### STATED TASK:
Quote the items word for word, starting with the line that contains "Indicate the overcast" and going on through the end of the items.

── EXERCISE MATERIAL

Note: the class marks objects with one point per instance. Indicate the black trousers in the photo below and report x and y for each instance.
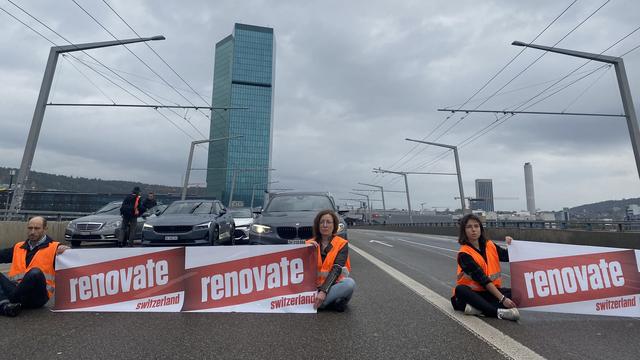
(31, 292)
(481, 300)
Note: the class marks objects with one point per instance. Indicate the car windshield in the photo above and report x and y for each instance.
(189, 207)
(299, 203)
(112, 208)
(241, 213)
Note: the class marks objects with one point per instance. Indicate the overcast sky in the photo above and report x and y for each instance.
(353, 80)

────

### EXERCISE RESPONSE:
Note: the class marks objects with one point per instance. Indicate the overcast sky in the photo above and report x and y for each instance.
(353, 80)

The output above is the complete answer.